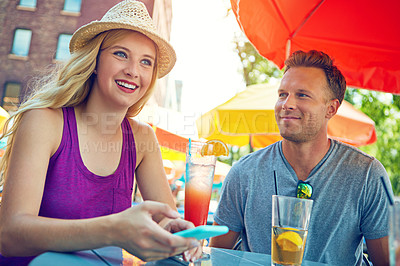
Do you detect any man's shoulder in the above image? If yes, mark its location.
[333,140,375,160]
[237,142,280,164]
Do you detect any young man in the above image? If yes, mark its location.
[211,51,390,265]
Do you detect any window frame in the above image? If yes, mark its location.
[10,28,33,58]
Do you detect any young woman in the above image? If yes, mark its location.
[0,0,201,264]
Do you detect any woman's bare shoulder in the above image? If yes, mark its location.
[129,119,154,141]
[17,108,64,152]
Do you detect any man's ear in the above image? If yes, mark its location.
[325,99,340,119]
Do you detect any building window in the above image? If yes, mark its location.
[1,82,21,112]
[11,29,32,56]
[19,0,36,8]
[63,0,81,13]
[56,34,72,60]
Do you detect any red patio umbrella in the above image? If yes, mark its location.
[231,0,400,94]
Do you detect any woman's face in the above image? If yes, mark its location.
[92,31,156,108]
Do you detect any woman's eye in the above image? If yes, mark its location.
[142,59,153,66]
[114,51,127,58]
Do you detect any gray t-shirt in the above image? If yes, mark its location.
[214,140,391,265]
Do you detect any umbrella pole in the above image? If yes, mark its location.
[249,134,254,153]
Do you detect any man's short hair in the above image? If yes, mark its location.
[285,50,346,103]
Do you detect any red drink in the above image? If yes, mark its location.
[185,182,212,226]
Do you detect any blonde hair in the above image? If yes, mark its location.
[0,30,158,185]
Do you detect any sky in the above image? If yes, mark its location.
[169,0,245,116]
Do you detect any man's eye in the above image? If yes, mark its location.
[114,51,127,58]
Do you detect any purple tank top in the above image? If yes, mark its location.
[0,107,136,265]
[39,107,136,219]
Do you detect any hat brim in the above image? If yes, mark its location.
[69,21,176,78]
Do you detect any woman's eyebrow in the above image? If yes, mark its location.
[110,45,155,60]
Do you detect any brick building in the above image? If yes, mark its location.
[0,0,172,112]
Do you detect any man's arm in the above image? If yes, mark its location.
[210,222,239,249]
[365,236,389,266]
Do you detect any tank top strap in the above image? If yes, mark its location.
[120,117,136,172]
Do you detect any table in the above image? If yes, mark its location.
[29,247,326,266]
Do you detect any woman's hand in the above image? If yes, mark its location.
[113,201,200,261]
[164,219,202,262]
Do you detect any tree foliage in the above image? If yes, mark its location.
[345,88,400,195]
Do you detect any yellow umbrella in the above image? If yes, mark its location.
[196,82,376,148]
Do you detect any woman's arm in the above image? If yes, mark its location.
[0,109,197,260]
[132,120,176,214]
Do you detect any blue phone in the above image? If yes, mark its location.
[174,225,229,240]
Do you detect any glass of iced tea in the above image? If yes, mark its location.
[271,195,313,265]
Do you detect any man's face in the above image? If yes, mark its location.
[275,67,332,143]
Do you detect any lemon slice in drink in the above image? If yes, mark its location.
[276,231,303,251]
[201,139,229,156]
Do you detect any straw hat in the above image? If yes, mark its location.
[69,0,176,78]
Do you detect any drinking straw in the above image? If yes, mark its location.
[274,170,282,227]
[186,138,192,182]
[381,176,394,205]
[274,170,278,195]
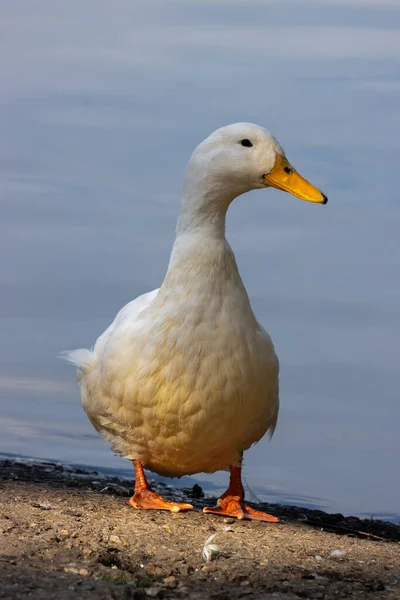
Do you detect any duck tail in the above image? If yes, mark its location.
[58,348,95,371]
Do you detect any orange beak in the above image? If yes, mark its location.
[263,154,328,204]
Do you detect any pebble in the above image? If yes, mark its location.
[164,575,178,587]
[108,535,122,544]
[40,531,59,542]
[144,586,163,598]
[331,550,346,558]
[29,501,52,510]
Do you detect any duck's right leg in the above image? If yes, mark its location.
[129,460,193,512]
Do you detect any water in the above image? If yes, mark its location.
[0,0,400,519]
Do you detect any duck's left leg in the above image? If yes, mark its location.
[203,466,279,523]
[129,460,193,512]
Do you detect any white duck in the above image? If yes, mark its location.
[61,123,327,521]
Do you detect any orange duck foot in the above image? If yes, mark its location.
[203,496,279,523]
[129,460,193,512]
[129,489,193,512]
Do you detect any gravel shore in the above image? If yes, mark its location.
[0,460,400,600]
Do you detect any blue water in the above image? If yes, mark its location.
[0,0,400,519]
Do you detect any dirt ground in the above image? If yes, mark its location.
[0,460,400,600]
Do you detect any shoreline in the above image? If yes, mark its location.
[0,459,400,600]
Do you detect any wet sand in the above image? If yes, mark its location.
[0,460,400,600]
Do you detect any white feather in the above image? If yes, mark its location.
[59,348,94,370]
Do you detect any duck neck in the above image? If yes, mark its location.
[176,177,236,240]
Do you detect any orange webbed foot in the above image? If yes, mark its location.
[203,496,279,523]
[129,460,193,512]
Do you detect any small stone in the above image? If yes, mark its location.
[58,529,69,537]
[144,586,163,598]
[64,567,79,574]
[108,535,122,544]
[164,575,178,587]
[40,531,59,542]
[29,501,51,510]
[331,550,346,558]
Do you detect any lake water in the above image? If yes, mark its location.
[0,0,400,520]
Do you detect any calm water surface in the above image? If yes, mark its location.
[0,0,400,519]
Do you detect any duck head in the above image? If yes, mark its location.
[184,123,328,204]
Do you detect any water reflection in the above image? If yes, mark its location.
[0,0,400,515]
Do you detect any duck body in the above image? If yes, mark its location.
[61,123,327,522]
[80,235,279,477]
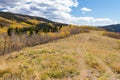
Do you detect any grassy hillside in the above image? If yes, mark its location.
[0,31,120,80]
[101,24,120,32]
[0,11,67,33]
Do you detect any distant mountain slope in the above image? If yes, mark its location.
[0,11,67,27]
[101,24,120,32]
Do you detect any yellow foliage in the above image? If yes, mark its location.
[0,27,7,33]
[48,32,56,38]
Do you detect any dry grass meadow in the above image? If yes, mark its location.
[0,31,120,80]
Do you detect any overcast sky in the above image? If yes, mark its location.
[0,0,120,25]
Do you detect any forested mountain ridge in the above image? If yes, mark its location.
[101,24,120,32]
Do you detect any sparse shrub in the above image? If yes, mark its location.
[103,32,120,39]
[7,27,13,36]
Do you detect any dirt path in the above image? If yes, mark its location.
[77,36,89,80]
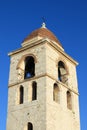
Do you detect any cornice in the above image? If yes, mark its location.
[8,73,79,95]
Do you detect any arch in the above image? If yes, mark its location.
[53,83,60,103]
[27,122,33,130]
[24,56,35,79]
[16,54,37,80]
[66,91,72,110]
[32,81,37,100]
[58,61,68,85]
[19,85,24,104]
[16,54,37,70]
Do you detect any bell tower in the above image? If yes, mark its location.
[7,23,80,130]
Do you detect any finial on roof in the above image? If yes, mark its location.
[42,22,46,28]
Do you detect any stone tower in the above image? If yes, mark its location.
[7,23,80,130]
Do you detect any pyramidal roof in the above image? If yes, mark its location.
[23,23,62,47]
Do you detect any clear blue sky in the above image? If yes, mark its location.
[0,0,87,130]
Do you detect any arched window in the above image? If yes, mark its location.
[53,83,60,103]
[19,85,24,104]
[32,81,37,100]
[27,122,33,130]
[24,56,35,79]
[58,61,68,84]
[67,91,72,110]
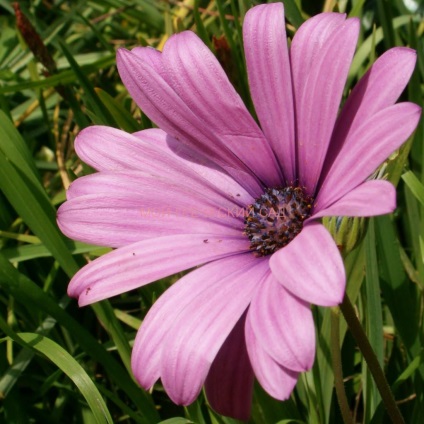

────

• Task description
Give me every line from the one containing "Do you detect any grassy" through the end of the items as a JSON list of strings, one string per line, with blank lines dropped. Leave the pictures out.

• Full answer
[
  "Do you detect any grassy hillside in the above image? If yes, mark its location.",
  "[0,31,120,80]",
  "[101,24,120,32]",
  "[0,11,67,33]",
  "Do you detect any distant mountain slope in the above image? If yes, mark its location.",
  "[0,11,67,27]",
  "[101,24,120,32]",
  "Do you detect any yellow foliage in the above image? If yes, mark its location.",
  "[0,27,7,33]",
  "[48,32,56,38]",
  "Do you detect any dry grass meadow in the above image? If yes, mark its location.",
  "[0,31,120,80]",
  "Do you detect any overcast sky in the above image? If yes, mark its location.",
  "[0,0,120,25]",
  "Do you detect any forested mountain ridge in the above image? If yes, mark its location.",
  "[101,24,120,32]",
  "Do you detect any sparse shrub in the above image? If yes, mark its location.",
  "[103,32,120,39]",
  "[7,27,13,36]",
  "Do you detect any dirt path in the above image? If yes, mark its location.",
  "[77,36,89,80]",
  "Do you detect any cornice in the above image? If yes, mark its location.",
  "[8,73,79,95]",
  "Do you detect any arch in the above image? If yes, mark its location.",
  "[53,83,60,103]",
  "[27,122,33,130]",
  "[24,56,35,79]",
  "[16,54,37,80]",
  "[66,91,72,110]",
  "[32,81,37,100]",
  "[58,61,68,85]",
  "[19,85,24,104]",
  "[16,54,37,70]",
  "Do you detect any bell tower in the above image? If yes, mark its location.",
  "[7,23,80,130]",
  "Do you detect any finial on roof in the above image? If yes, mark its location.",
  "[42,22,46,28]",
  "Do you detect any stone tower in the above image? If yes, mark its location.",
  "[7,23,80,130]",
  "Do you detect any pyramidal roof in the above image? If yes, mark its location.",
  "[23,23,62,47]",
  "Do you detect any clear blue sky in the above image? If yes, mark its location.",
  "[0,0,87,130]",
  "Do you detect any arched window in the above image? If yes, mark its location.",
  "[53,83,60,103]",
  "[19,85,24,104]",
  "[32,81,37,100]",
  "[27,122,33,130]",
  "[24,56,35,79]",
  "[58,61,68,84]",
  "[67,91,72,110]"
]